= THE PROBLEM =
Where a picture occurs in the data, omit it, and copy all remaining data exactly.

= TASK INPUTS =

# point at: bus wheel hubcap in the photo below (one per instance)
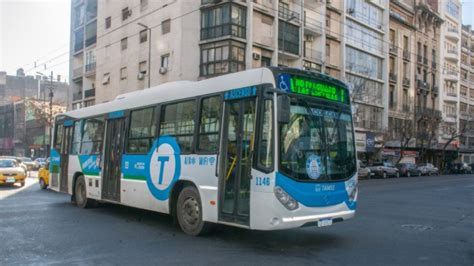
(190, 211)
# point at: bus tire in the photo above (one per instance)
(189, 212)
(80, 194)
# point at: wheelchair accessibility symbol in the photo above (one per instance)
(284, 82)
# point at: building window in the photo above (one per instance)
(166, 26)
(142, 130)
(126, 13)
(123, 73)
(222, 57)
(124, 43)
(106, 78)
(108, 22)
(142, 67)
(143, 4)
(165, 61)
(223, 20)
(178, 120)
(209, 124)
(288, 37)
(143, 36)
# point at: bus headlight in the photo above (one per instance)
(285, 199)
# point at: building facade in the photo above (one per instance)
(466, 95)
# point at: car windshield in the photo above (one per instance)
(317, 143)
(7, 164)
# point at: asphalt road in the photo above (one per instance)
(405, 221)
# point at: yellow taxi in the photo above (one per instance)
(43, 176)
(11, 172)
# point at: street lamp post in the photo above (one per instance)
(149, 50)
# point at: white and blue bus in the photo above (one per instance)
(264, 149)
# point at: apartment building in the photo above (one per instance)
(82, 64)
(466, 95)
(401, 77)
(449, 49)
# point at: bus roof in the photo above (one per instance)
(177, 90)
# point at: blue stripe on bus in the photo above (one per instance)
(314, 194)
(116, 114)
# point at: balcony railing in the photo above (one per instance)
(77, 96)
(313, 55)
(393, 77)
(77, 72)
(287, 14)
(406, 82)
(406, 55)
(89, 93)
(393, 49)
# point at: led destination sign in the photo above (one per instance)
(298, 85)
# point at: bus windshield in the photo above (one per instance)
(317, 144)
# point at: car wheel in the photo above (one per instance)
(42, 184)
(80, 194)
(189, 212)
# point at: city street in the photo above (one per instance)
(405, 221)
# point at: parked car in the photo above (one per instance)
(428, 169)
(29, 163)
(11, 172)
(408, 169)
(384, 169)
(43, 176)
(363, 171)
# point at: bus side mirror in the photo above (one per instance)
(283, 103)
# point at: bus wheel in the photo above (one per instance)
(189, 212)
(80, 194)
(42, 184)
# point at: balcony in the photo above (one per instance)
(424, 112)
(393, 49)
(313, 55)
(452, 34)
(419, 59)
(89, 93)
(422, 86)
(392, 77)
(287, 14)
(406, 82)
(77, 73)
(90, 69)
(77, 96)
(406, 55)
(312, 27)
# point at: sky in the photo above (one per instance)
(38, 31)
(35, 30)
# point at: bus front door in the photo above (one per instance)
(235, 178)
(114, 142)
(64, 159)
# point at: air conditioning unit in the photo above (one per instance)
(163, 70)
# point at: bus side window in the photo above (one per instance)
(58, 139)
(265, 142)
(76, 140)
(142, 130)
(209, 124)
(177, 119)
(93, 135)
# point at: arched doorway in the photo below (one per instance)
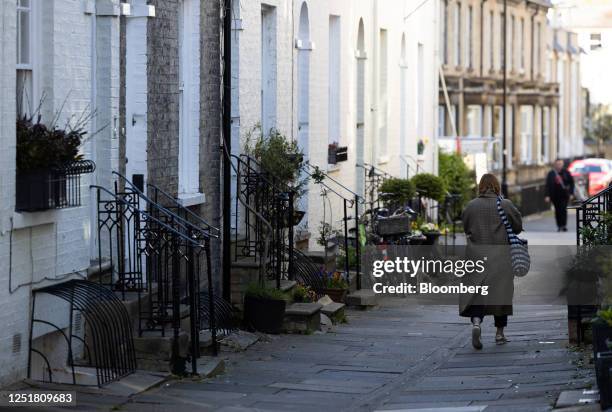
(360, 109)
(303, 93)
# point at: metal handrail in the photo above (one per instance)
(181, 222)
(188, 211)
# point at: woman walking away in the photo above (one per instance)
(486, 232)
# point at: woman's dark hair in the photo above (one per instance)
(489, 182)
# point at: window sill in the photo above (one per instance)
(331, 168)
(383, 160)
(191, 199)
(24, 220)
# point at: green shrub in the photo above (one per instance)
(429, 186)
(396, 191)
(457, 177)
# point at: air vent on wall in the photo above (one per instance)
(17, 343)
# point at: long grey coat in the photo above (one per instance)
(487, 236)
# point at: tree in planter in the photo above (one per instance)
(457, 177)
(279, 157)
(429, 186)
(43, 153)
(396, 192)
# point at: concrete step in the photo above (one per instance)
(304, 318)
(362, 299)
(333, 310)
(154, 352)
(286, 285)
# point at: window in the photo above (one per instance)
(536, 50)
(334, 79)
(526, 134)
(500, 46)
(474, 120)
(444, 31)
(492, 38)
(268, 68)
(26, 92)
(521, 45)
(470, 40)
(545, 144)
(383, 91)
(457, 34)
(189, 102)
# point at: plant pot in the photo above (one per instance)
(264, 315)
(336, 294)
(431, 238)
(298, 215)
(602, 338)
(40, 190)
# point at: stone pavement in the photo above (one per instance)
(403, 355)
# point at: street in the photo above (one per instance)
(400, 356)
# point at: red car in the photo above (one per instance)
(598, 170)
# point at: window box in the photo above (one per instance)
(336, 154)
(43, 189)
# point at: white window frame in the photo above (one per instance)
(34, 50)
(189, 106)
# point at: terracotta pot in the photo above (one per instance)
(336, 294)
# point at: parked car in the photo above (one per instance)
(599, 172)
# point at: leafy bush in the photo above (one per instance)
(457, 177)
(262, 292)
(42, 147)
(429, 186)
(279, 157)
(396, 191)
(304, 294)
(334, 280)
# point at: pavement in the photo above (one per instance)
(402, 356)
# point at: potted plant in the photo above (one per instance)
(336, 153)
(429, 186)
(43, 154)
(264, 308)
(396, 192)
(304, 294)
(336, 287)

= RESULT OF THIS EXERCISE =
# point at: bus wheel hubcap in the photo below (one per instance)
(190, 211)
# point at: bus tire in the photo above (one per instance)
(189, 212)
(80, 194)
# point at: wheelchair accessibility symbol in the photo above (one per instance)
(284, 82)
# point at: building window in the photo above (one per instance)
(166, 26)
(142, 130)
(126, 13)
(123, 73)
(222, 57)
(124, 43)
(106, 78)
(108, 22)
(142, 67)
(143, 4)
(165, 61)
(223, 20)
(178, 120)
(209, 124)
(288, 37)
(143, 36)
# point at: bus headlight in the photo above (one per instance)
(285, 199)
# point at: building facade in the photo above (one per instance)
(466, 95)
# point at: car windshield in the photo above (one per instance)
(317, 143)
(7, 164)
# point at: asphalt road in the photo above (one per instance)
(405, 221)
# point at: yellow taxi in the photo above (one per instance)
(43, 176)
(11, 172)
# point at: street lamp post in the photo above (one per instance)
(149, 50)
# point at: white and blue bus in the photo above (one per instance)
(264, 149)
# point at: apartment building in the photo above (one per instance)
(82, 64)
(466, 95)
(401, 77)
(449, 49)
# point at: bus roof in the photo above (one per instance)
(177, 90)
# point at: blue stripe on bus in the photo above (one per instance)
(314, 194)
(116, 114)
# point at: balcony railing in the photo above (one per instance)
(77, 96)
(313, 55)
(393, 77)
(77, 72)
(287, 14)
(406, 82)
(406, 55)
(89, 93)
(393, 49)
# point at: led destination sign in the photo above (one per instance)
(298, 85)
# point at: bus windshield in the photo above (one per instance)
(317, 144)
# point at: car wheel in the photo above (one per instance)
(42, 184)
(80, 194)
(189, 212)
# point at: city street in the photo above (one per instance)
(405, 221)
# point at: parked car in the photo above (one per instance)
(428, 169)
(29, 163)
(11, 172)
(408, 169)
(384, 169)
(43, 176)
(363, 171)
# point at: bus side mirror in the photo above (one per instance)
(283, 103)
# point at: bus wheel in the photo above (one per instance)
(189, 212)
(80, 194)
(42, 184)
# point at: balcony in the photo above (one per instance)
(424, 112)
(393, 49)
(313, 55)
(452, 34)
(419, 59)
(89, 93)
(422, 86)
(392, 77)
(287, 14)
(406, 82)
(77, 73)
(90, 69)
(77, 96)
(406, 55)
(312, 27)
# point at: sky in the photo above (one per instance)
(38, 31)
(35, 30)
# point at: bus front door in the photo above (one per instance)
(235, 178)
(114, 142)
(64, 159)
# point at: air conditioning unit in the photo above (one per instance)
(163, 70)
# point at: bus side window in the photo above (one per instance)
(58, 139)
(265, 142)
(76, 140)
(142, 130)
(209, 124)
(177, 119)
(93, 135)
# point at: arched doorway in the photo below (one per instance)
(360, 109)
(303, 93)
# point at: metal handrail in the photo above (one per instance)
(181, 222)
(188, 211)
# point at: woman walking away in the photo above (one per instance)
(486, 232)
# point at: woman's dark hair in the photo above (one per instance)
(489, 182)
# point at: window sill in the photo above (one per instance)
(331, 168)
(383, 160)
(191, 199)
(24, 220)
# point at: green shrub in the photo above (one per instance)
(429, 186)
(396, 191)
(457, 177)
# point at: air vent on wall in the photo above (one per instance)
(17, 343)
# point at: long grey coat in the photo above (one per instance)
(487, 236)
# point at: tree in planter in the photo above (one per instance)
(457, 177)
(279, 157)
(429, 186)
(43, 153)
(396, 192)
# point at: concrete step in the photo above (one per instance)
(304, 318)
(362, 299)
(333, 310)
(154, 352)
(286, 285)
# point at: window in the photo above (one per instance)
(536, 50)
(334, 79)
(526, 134)
(500, 46)
(474, 120)
(444, 31)
(492, 38)
(268, 68)
(26, 92)
(521, 45)
(470, 40)
(545, 144)
(383, 91)
(457, 34)
(189, 102)
# point at: plant pot in the photo above (one per instance)
(264, 315)
(336, 294)
(431, 238)
(298, 215)
(602, 338)
(40, 190)
# point at: stone pavement in the photo above (one per instance)
(403, 355)
# point at: street in the photo above (one per instance)
(400, 356)
# point at: red car in the photo above (one per instance)
(598, 170)
# point at: window box in the photo above (one per instance)
(336, 154)
(43, 189)
# point at: white window frame in the photo above (one per instance)
(34, 50)
(189, 106)
# point at: terracotta pot in the photo above (one per instance)
(336, 294)
# point at: parked car in the photo above (one per instance)
(599, 172)
# point at: leafy bush in the photo above (one per instance)
(457, 177)
(262, 292)
(42, 147)
(429, 186)
(279, 157)
(396, 191)
(304, 294)
(334, 280)
# point at: pavement in the photo above (one per instance)
(402, 356)
# point at: potted plant in the photo above (one per instance)
(336, 153)
(429, 186)
(43, 154)
(264, 308)
(396, 192)
(304, 294)
(336, 287)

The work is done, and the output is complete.